(Stored data)

* * *

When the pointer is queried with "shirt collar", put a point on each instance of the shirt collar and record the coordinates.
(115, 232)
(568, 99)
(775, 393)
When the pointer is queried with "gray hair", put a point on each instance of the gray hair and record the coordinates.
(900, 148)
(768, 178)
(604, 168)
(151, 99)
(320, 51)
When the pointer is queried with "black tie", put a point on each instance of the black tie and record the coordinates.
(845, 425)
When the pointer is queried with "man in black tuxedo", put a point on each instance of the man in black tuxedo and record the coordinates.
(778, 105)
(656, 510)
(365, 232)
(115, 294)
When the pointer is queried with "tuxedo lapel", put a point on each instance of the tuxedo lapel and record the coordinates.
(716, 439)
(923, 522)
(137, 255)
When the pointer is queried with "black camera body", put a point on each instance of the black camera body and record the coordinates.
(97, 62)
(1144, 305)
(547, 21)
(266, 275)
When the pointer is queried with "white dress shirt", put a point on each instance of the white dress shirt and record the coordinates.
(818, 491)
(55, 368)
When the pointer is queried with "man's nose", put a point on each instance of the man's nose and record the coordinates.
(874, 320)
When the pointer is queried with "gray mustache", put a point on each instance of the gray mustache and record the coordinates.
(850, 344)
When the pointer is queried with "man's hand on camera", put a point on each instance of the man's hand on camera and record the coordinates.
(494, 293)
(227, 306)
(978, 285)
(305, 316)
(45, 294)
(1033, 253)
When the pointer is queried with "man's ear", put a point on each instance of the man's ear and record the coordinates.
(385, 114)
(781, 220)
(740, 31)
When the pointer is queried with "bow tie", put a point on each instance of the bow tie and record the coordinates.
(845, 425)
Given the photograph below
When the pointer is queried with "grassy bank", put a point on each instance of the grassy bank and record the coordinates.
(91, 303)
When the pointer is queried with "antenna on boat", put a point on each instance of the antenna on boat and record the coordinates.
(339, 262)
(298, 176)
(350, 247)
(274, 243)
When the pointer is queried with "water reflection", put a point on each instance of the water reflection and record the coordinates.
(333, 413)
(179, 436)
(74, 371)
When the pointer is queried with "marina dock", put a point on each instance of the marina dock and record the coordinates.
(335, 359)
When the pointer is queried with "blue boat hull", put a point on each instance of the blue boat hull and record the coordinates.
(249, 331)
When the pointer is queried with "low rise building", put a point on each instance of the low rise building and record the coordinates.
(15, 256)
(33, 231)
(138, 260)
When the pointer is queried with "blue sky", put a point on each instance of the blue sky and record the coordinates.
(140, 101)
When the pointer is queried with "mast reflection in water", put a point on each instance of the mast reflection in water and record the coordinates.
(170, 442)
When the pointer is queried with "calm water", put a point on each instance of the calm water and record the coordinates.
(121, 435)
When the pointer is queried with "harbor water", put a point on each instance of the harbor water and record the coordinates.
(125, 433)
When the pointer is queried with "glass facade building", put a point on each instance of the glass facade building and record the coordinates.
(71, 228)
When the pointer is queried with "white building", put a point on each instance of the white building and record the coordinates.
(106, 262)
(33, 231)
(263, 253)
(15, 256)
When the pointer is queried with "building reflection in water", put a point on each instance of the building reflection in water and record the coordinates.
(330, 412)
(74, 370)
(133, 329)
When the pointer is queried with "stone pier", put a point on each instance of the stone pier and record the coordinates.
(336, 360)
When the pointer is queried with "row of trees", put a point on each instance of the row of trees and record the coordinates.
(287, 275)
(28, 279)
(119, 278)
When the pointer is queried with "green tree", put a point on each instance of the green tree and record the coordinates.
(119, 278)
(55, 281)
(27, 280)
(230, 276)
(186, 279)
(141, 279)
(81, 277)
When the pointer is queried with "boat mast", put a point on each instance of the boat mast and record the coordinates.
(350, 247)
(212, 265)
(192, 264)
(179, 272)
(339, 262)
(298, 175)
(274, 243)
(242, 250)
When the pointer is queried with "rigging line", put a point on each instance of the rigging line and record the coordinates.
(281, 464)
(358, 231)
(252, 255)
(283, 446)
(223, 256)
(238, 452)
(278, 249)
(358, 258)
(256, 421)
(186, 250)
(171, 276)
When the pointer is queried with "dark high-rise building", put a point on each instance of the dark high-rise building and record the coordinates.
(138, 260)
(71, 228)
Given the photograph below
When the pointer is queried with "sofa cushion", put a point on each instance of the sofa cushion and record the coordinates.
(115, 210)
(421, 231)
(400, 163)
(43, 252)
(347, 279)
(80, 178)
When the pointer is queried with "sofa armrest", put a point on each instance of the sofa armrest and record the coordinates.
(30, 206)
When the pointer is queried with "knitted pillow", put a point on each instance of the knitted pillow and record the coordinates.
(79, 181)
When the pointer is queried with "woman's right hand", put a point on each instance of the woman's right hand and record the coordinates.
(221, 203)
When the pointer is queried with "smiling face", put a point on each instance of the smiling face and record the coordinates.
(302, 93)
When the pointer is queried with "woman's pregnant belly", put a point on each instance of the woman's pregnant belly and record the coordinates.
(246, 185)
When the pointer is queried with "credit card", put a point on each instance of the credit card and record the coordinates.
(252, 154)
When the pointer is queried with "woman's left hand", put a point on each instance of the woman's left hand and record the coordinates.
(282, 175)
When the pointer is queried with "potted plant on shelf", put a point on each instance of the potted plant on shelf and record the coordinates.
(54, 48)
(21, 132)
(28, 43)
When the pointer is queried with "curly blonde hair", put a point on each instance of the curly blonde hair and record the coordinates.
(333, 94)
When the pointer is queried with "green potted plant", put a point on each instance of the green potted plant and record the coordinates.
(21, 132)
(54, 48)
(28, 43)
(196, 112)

* * *

- [Problem to work on]:
Extract all of the data shown above and repeat it verbatim.

- [Task solution]:
When the pointer is queried with "shirt collar", put a point on each instance of the shirt collar and record the coordinates.
(115, 232)
(568, 99)
(775, 393)
When the pointer is queried with "gray hair", put a point on each instance of the gray hair and record the coordinates.
(900, 148)
(768, 178)
(604, 168)
(151, 99)
(320, 51)
When the pointer is queried with "black tie", put a point on each instance of the black tie and record the coordinates.
(845, 425)
When the pointer is queried with "man in black tuxedo", put a point on each instance of the man in black tuxedo and record the coordinates.
(778, 105)
(656, 510)
(365, 232)
(115, 294)
When the pointer is queried with "tuxedo lapel", put a point on each instance of the tuxedo lapel and record the coordinates.
(716, 439)
(923, 522)
(137, 255)
When the pointer is queried with "black camera body", put a point on each instance of the black camera body and record the coordinates.
(97, 62)
(1144, 305)
(547, 21)
(266, 275)
When the pointer is queried with "white dress shirt", put a point on each instance of the white dress shirt and record the coordinates.
(818, 491)
(55, 368)
When the pointer is queried with "man's nose", put a point on each instance of the man's nose and record the coordinates.
(874, 320)
When the pointer is queried with "gray mustache", put a point on each instance of the gray mustache and record the coordinates.
(850, 344)
When the pointer is queried with "man's hand on camera", put a point on each instance of the man's hand on camera and record the coordinates.
(494, 293)
(227, 306)
(978, 285)
(305, 316)
(45, 294)
(1033, 253)
When the pointer is queried with "man's ear", put a point on each instance of the man's ear and record the coordinates.
(385, 114)
(781, 220)
(740, 31)
When the pointer is queried with "bow tie", put a point on each instance of the bow tie and record the coordinates.
(845, 425)
Given the photograph below
When the pointer is queried with "grassy bank", put a point on each instance of the grassy bank and record the coordinates.
(91, 303)
When the pointer is queried with "antenna on boat", put a point on each instance of the antenna on boat and record the coordinates.
(339, 262)
(298, 176)
(350, 247)
(274, 243)
When the pointer is queried with "water reflection", put a point on each instance of the water reflection and record the coordinates.
(333, 413)
(179, 436)
(74, 371)
When the pointer is queried with "marina dock", put a point on each instance of the marina dock and record the coordinates.
(335, 359)
When the pointer is queried with "blue boat hull", put a point on each instance of the blue boat hull and record the coordinates.
(249, 331)
When the pointer is queried with "low rise building", put a point on each instance of the low rise building and record the coordinates.
(15, 256)
(33, 231)
(138, 260)
When the pointer is queried with "blue sky", put a point on each instance of the blue sky and record the coordinates.
(140, 101)
When the pointer is queried with "mast reflection in water", put a point on each instance of the mast reflection in water and record the coordinates.
(170, 442)
When the pointer is queried with "calm water", put a point on each instance of the calm water and record the coordinates.
(121, 435)
When the pointer is queried with "harbor water", put a point on each instance of the harbor water and record the coordinates.
(125, 433)
When the pointer is queried with "glass facade building", put a point on each instance of the glass facade building and record the coordinates.
(71, 228)
When the pointer is queried with "white building", put a point on each instance of the white building and record the coordinates.
(106, 262)
(33, 231)
(263, 253)
(15, 256)
When the pointer is queried with "building reflection in water", put a point on each instance of the building reflection in water and record the coordinates.
(330, 412)
(74, 370)
(133, 329)
When the pointer is queried with "stone pier", put a point on each instance of the stone pier and record the coordinates.
(336, 360)
When the pointer is queried with "row of trees", put a point on each instance of the row of trees and record the coordinates.
(287, 275)
(28, 279)
(119, 278)
When the pointer is queried with "green tree", put a point on each instance of the green tree and record the coordinates.
(119, 278)
(55, 281)
(27, 280)
(230, 276)
(186, 279)
(141, 279)
(81, 277)
When the pointer is queried with "boat mast", put a point on each instance of the boat mast and record the coordinates.
(350, 247)
(212, 265)
(192, 264)
(179, 272)
(339, 262)
(298, 175)
(274, 243)
(242, 250)
When the pointer is queried with "rigging line", put a point on each instance of the rigging line and record the coordinates.
(281, 464)
(358, 231)
(252, 255)
(283, 446)
(223, 256)
(238, 452)
(278, 249)
(358, 258)
(256, 421)
(186, 250)
(171, 276)
When the pointer is queried with "dark high-rise building", put a point on each instance of the dark high-rise building and record the coordinates.
(138, 260)
(71, 228)
Given the photograph below
When the pointer is queried with "sofa cushion", put a point on each instance of the sofa cushion and record the coordinates.
(115, 210)
(421, 231)
(400, 163)
(43, 252)
(347, 279)
(80, 178)
When the pointer is queried with "sofa armrest", put a point on each instance of the sofa armrest and record the coordinates.
(30, 206)
When the pointer is queried with "knitted pillow", put a point on each instance of the knitted pillow and record the coordinates.
(79, 181)
When the pointer is queried with "woman's right hand", put a point on each instance of the woman's right hand and record the coordinates.
(221, 203)
When the pointer is queried with "smiling face", put a point on each instance of the smiling face and record the coordinates.
(302, 93)
When the pointer is queried with "woman's pregnant belly", put a point on each instance of the woman's pregnant belly and record the coordinates.
(246, 185)
When the pointer is queried with "credit card", put a point on each instance of the credit card and record the coordinates.
(252, 154)
When the pointer is queried with "woman's left hand", put a point on each instance of the woman's left hand and record the coordinates.
(282, 175)
When the pointer is queried with "potted plant on shelf", put a point on each instance of the potted plant on shelf and record the coordinates.
(54, 48)
(21, 132)
(28, 43)
When the pointer is queried with "curly blonde hair", put a point on each instance of the curly blonde hair and record the coordinates.
(333, 94)
When the pointer is queried with "green potted plant", put a point on each instance of the green potted plant and record the coordinates.
(21, 132)
(54, 48)
(28, 43)
(196, 112)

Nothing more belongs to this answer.